**DOCUMENT TEXT**

The court looks "at the totality of the circumstances while keeping in mind that the determination is based 'on the objective circumstances of the interrogation, not on the subjective views harbored by either the interrogating officers or the person being questioned.'" LeBrun, 363 F.3d at 720, citing Stansbury, 511 U.S. at 322-23. See also United States v. Craighead, 539 F.3d 1073, 1082 (9th Cir. 2008). The court asks whether a reasonable person in those circumstances would "have felt he or she was not at liberty to terminate the interrogation and leave." Craighead, 539 F.3d at 1082, citing Thompson v. Keohane, 516 U.S. 99, 112 (1995). See also U.S. v. Revels, 510 F.3d 1269, 1274 (10th Cir. 2007) (Citing the U.S. Supreme Court in Berkemer v. McCarty, 468 U.S. 420, 441-42 (1984), the court indicates that the only relevant inquiry is how a reasonable man in the suspect's position would have understood his situation).

This requires a fact-specific analysis that involves various factors when examining the totality of the circumstances. In 2008, the Ninth Circuit used the following factors: (1) the number of law enforcement personnel and whether they were armed; (2) whether the suspect was at any point restrained, either by physical force or by threats or intimidation; (3) whether the suspect was isolated from others; and (4) whether the suspect was informed that he was free to leave or terminate the interview, and the context in which any such statements were made. Craighead, 539 F.3d at 1084.

**SET OF TASKS**
(a) Answer these questions from the passage on custodial interrogation, one per line:
(i) According to the passage, what is the custody determination based on?
(ii) Which court used a list of four factors in 2008?
(iii) What is the first of those four factors?
(b) Carry on the passage on custodial interrogation, starting right after its final sentence.
The material that comes next stands apart from the passage on custodial interrogation.

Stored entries
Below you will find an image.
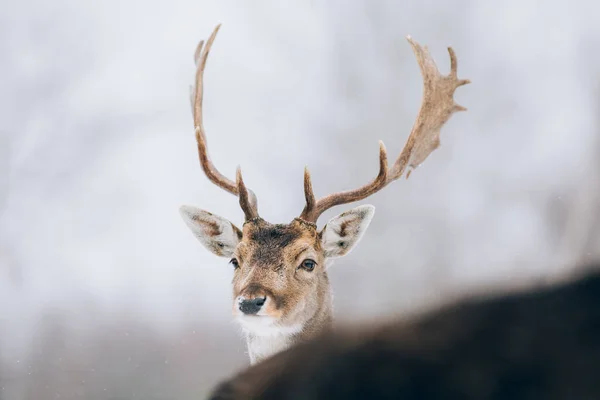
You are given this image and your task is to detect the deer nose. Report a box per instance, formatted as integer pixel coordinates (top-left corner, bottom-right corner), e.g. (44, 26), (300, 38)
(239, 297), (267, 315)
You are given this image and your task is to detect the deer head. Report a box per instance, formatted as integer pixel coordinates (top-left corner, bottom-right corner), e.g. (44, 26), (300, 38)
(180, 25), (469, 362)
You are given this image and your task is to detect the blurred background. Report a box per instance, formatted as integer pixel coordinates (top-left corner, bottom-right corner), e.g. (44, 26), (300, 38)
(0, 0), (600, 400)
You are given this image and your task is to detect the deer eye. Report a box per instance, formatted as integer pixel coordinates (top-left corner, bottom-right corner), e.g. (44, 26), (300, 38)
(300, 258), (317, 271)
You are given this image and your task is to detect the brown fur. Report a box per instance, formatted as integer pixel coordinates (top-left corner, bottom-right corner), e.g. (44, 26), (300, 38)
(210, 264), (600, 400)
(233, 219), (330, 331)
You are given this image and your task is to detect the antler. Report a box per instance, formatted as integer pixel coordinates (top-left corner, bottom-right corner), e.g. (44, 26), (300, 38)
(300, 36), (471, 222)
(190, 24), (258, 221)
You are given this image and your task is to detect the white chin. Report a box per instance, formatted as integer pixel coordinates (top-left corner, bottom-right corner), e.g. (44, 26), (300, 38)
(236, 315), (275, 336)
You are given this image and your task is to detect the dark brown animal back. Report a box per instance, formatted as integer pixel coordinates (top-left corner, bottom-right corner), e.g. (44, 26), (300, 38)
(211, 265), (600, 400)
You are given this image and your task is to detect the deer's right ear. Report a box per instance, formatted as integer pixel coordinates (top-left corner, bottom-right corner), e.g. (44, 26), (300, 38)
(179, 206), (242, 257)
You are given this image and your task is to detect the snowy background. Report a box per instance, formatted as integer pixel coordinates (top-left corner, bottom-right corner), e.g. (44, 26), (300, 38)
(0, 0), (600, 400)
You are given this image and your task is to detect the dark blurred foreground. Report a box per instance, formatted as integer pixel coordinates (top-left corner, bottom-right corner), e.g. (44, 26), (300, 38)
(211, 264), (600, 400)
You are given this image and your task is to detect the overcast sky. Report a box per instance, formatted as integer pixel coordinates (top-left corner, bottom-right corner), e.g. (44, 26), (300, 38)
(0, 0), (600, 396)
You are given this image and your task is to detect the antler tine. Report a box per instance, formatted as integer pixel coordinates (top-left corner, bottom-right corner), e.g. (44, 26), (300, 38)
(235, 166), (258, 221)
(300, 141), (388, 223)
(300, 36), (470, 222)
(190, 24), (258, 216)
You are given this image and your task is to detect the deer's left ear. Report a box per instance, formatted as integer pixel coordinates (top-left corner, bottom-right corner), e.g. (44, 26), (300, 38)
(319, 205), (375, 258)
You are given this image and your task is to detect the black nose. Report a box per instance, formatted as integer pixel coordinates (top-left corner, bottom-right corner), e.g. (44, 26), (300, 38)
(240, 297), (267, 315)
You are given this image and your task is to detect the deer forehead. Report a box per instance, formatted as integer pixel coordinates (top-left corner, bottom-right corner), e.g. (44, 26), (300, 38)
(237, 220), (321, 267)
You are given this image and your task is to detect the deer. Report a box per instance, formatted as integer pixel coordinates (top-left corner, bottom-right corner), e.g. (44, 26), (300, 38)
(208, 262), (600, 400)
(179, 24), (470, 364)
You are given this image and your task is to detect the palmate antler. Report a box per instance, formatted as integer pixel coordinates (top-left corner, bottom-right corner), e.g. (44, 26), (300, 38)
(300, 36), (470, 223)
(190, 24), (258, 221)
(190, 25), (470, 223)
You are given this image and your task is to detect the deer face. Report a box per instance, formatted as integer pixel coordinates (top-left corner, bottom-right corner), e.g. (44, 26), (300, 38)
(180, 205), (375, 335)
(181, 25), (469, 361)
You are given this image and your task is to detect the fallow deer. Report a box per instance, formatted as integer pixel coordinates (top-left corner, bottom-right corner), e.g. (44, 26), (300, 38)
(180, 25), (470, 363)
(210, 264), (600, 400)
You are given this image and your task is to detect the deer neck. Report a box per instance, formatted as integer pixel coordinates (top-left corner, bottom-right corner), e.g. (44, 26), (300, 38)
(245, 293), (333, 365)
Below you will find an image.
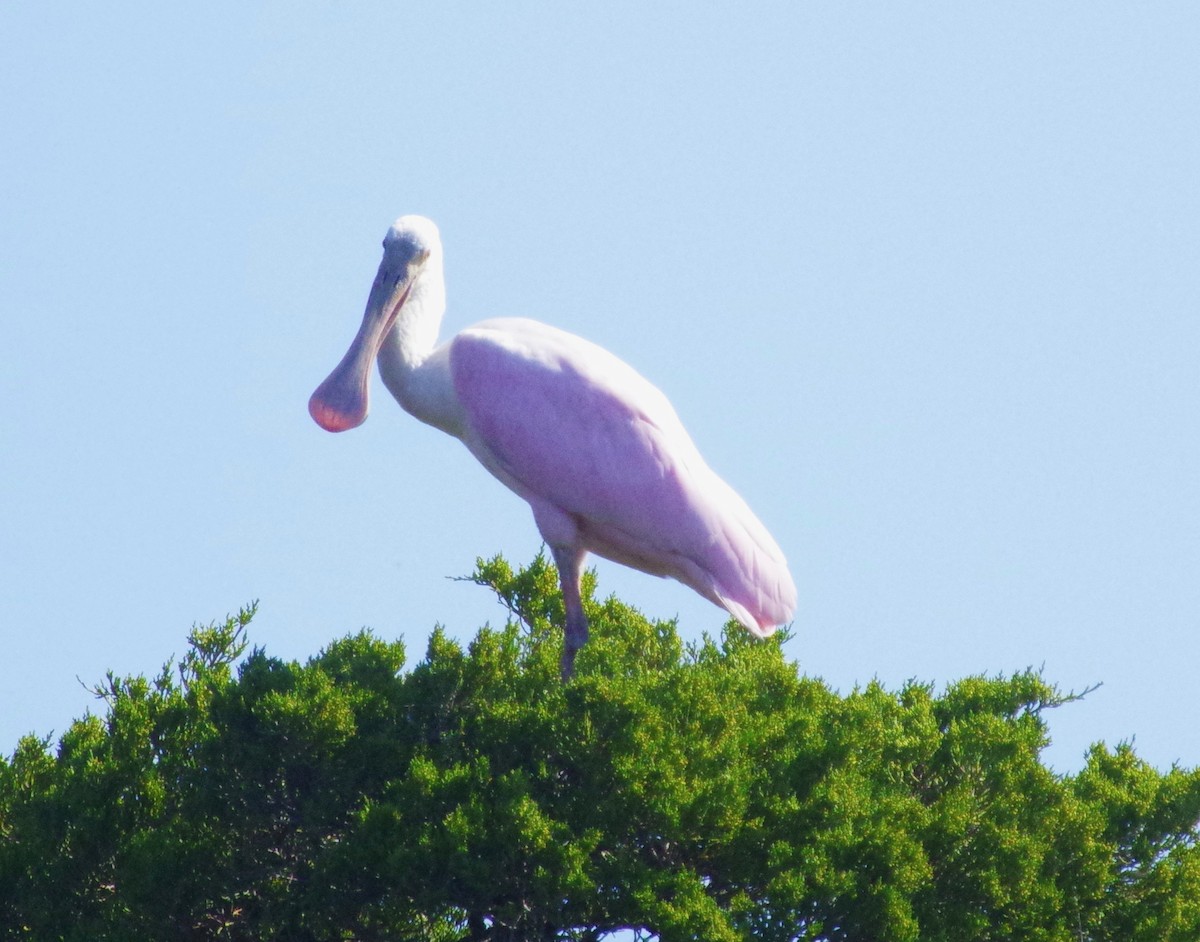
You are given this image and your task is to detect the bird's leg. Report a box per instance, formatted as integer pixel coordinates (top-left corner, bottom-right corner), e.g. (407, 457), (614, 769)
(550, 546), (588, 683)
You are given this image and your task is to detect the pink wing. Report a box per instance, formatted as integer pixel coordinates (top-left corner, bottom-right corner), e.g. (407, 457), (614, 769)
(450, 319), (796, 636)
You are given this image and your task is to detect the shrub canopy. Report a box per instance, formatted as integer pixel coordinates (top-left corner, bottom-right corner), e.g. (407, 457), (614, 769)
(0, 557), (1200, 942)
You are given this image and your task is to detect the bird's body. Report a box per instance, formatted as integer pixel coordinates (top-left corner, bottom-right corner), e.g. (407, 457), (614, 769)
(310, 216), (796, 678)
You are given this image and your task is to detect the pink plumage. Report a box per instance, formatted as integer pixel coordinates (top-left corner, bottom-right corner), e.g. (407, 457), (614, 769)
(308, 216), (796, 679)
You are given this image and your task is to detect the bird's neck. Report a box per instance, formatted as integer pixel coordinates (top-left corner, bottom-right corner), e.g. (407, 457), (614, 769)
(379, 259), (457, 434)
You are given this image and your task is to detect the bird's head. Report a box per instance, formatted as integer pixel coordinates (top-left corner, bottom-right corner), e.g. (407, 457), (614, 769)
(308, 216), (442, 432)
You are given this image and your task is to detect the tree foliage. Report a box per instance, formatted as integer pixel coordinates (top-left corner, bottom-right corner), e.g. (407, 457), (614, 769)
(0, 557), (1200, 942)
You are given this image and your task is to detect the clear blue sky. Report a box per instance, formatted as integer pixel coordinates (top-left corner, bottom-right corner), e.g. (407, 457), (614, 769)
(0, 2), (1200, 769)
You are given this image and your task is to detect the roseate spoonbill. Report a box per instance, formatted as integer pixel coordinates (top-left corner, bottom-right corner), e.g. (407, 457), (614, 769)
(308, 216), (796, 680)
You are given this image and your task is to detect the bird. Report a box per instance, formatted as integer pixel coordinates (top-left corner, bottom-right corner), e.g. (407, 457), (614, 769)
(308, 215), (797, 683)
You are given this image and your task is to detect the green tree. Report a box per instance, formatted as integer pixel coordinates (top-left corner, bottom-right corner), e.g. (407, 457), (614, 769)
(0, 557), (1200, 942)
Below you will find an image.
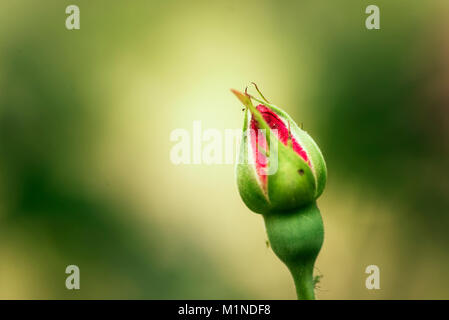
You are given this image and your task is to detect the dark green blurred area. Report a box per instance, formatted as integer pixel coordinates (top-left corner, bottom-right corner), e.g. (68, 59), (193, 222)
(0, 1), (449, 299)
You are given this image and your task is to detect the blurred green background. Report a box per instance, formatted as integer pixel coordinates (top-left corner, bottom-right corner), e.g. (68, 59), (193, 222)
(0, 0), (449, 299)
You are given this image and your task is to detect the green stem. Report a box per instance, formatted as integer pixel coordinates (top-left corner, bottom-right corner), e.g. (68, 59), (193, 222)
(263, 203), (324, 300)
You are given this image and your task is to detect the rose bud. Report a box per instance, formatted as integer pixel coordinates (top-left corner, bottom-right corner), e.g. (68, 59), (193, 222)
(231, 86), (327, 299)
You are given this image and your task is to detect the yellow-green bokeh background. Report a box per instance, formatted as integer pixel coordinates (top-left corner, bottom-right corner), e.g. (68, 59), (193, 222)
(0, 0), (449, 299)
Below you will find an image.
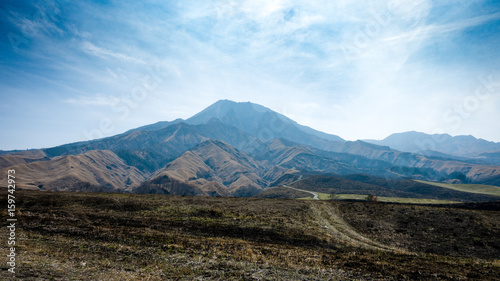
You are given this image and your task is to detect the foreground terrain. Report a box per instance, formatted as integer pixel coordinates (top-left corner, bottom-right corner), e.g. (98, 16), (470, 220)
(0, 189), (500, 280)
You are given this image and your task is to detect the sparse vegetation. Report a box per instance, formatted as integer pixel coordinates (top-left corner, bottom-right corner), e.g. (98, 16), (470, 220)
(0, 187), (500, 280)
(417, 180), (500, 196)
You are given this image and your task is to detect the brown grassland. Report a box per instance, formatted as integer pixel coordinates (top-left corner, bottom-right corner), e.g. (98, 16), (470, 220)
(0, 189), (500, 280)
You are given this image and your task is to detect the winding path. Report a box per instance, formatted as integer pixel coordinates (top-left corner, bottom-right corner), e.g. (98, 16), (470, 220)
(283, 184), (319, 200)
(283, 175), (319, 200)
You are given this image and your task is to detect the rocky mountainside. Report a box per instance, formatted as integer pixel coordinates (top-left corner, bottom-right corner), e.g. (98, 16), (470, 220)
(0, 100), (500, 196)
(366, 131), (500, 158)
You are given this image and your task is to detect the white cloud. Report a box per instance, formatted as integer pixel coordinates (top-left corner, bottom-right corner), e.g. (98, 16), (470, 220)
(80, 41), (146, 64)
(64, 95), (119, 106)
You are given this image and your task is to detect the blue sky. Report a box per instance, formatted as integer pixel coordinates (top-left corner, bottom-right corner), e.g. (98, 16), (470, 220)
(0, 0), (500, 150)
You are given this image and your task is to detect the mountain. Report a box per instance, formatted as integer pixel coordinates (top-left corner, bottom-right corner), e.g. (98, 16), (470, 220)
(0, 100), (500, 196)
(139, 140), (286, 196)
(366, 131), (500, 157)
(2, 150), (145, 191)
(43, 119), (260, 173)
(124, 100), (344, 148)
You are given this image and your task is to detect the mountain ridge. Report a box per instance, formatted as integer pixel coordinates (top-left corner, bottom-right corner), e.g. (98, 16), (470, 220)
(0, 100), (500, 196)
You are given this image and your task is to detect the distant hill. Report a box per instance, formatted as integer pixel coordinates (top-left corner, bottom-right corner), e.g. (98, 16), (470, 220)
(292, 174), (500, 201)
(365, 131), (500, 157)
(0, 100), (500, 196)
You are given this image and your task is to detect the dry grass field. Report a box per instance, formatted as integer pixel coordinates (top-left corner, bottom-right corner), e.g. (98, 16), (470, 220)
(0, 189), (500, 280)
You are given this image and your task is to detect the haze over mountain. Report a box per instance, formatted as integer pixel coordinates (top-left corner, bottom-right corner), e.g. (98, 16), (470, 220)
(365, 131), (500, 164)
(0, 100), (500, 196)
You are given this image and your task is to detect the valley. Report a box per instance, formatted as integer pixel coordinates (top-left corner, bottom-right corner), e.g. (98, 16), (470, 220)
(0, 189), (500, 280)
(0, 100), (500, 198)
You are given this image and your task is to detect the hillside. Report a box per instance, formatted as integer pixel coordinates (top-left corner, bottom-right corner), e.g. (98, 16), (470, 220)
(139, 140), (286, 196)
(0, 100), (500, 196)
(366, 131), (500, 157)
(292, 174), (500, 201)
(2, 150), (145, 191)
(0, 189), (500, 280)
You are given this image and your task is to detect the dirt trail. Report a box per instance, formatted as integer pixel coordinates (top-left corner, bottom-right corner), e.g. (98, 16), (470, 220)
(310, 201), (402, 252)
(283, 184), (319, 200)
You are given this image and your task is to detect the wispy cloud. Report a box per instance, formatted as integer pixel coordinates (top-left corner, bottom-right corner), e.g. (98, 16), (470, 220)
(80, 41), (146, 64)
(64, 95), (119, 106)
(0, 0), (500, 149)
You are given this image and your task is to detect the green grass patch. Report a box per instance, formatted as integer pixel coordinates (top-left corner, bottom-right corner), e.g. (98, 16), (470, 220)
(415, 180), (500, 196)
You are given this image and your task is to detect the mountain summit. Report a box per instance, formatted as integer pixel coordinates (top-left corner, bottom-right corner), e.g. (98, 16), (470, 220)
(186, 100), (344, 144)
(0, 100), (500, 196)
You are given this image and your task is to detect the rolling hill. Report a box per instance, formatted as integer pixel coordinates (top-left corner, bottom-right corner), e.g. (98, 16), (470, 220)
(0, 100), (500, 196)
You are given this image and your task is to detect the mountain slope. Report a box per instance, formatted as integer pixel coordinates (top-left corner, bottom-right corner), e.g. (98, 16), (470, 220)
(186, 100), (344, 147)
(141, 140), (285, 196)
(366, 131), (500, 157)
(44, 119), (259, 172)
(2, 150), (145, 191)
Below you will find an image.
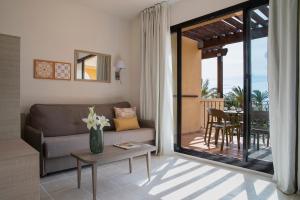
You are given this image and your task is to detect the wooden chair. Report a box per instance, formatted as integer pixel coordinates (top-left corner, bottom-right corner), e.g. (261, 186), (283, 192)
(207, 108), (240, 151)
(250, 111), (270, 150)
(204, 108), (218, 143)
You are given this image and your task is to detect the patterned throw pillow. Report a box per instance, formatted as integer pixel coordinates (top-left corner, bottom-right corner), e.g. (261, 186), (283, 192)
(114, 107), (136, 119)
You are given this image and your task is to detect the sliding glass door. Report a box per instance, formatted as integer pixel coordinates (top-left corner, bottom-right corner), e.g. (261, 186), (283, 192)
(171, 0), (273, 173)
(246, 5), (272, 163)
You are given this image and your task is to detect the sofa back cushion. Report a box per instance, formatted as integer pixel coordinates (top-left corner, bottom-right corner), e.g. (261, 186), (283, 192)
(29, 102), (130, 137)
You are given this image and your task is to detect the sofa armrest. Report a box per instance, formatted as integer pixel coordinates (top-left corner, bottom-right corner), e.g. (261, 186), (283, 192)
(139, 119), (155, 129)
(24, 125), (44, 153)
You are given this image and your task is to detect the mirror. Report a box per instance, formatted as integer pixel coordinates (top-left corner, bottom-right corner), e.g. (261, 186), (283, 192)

**RESPONSE LIST**
(a)
(i) The objective circumstances of the interrogation, not the subjective views held by either the interrogating officers or the person being questioned.
(ii) The Ninth Circuit.
(iii) The number of law enforcement personnel and whether they were armed.

(b)
In Craighead, there were eight law enforcement officers from three different agencies who entered the defendant's residence. 539 F.3d at 1078. Some were armed, and some unholstered their firearms during the search. Id. All of the FBI agents were wearing flak jackets ("raid vests"). Id. One agent informed the defendant that he was not under arrest, any statement from him is voluntary, and he would not be arrested that day regardless of what information he provides. Id. The defendant was escorted to a storage room for questioning with the door shut closed. Id. Two law enforcement officers were present, and one of them stood near the exit. Id. The interview lasted 20 to 30 minutes long. Id. No force or threats were used to induce the defendant to speak with the officers. Id. at 1079. The defendant testified that the "prevailing mood of the morning" left him with the impression that he was not free to leave. Id. Despite the defendant being told that he was not under arrest and any statement from him is voluntary, the Ninth Circuit found custodial interrogation for Miranda purposes because (1) the place was a police-dominated environment (defendant's home was crawling with a large number of officers wearing raid jackets and visibly armed); (2) the defendant was restrained in some way (the interview occurred in a closed-door storage room with one officer positioning himself near the exit); and (3) the defendant was isolated from others (defendant was interviewed without any support system with him—family, friends or colleagues, who are important to lend moral support and deter a suspect from making inculpatory statements). Id. at 1084-89.

See also Orozco v. Texas, 394 U.S. 324, 325 (1969) (holding that an interrogation was custodial where four police officers arrived at the suspect's home, entered the bedroom, and behaved as though the suspect was not free to leave while he was questioned); United States v. Mittel-Carey, 493 F.3d 36, 40 (1st Cir. 2007) (finding suspect was in custody although interrogated in his home because of the "level of physical control that the agents exercised over" the suspect).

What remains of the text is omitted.